# Given request
Please format everything from the start of the items down to the line containing "49;37;110;100" as a two-column CSV with the headers text and answer, one row per item and nothing beyond that line. Quote each field, turn line breaks into spaces, and leave out the pictures.

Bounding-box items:
════════════════

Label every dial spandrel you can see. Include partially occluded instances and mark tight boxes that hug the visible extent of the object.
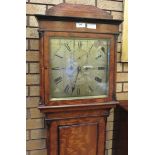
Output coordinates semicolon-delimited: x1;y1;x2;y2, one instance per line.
50;37;110;100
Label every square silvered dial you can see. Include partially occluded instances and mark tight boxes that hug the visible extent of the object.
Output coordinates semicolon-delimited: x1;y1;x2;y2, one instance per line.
49;37;110;100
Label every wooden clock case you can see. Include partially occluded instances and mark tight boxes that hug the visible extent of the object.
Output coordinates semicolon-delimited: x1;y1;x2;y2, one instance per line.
36;3;122;155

════════════════

# Answer to the task
text,answer
"Label every dial spandrel you can see. Include partially occluded instances and mark tight boxes that hug the visible extent of the object. Output coordinates semicolon-delimited: x1;y1;x2;y2, one instance per line.","50;37;110;100"
"Label every square silvered dial you can see. Include partially occluded instances and mark tight boxes that hug the visible extent of the object. Output coordinates semicolon-delimited: x1;y1;x2;y2, one instance per line.","49;37;110;100"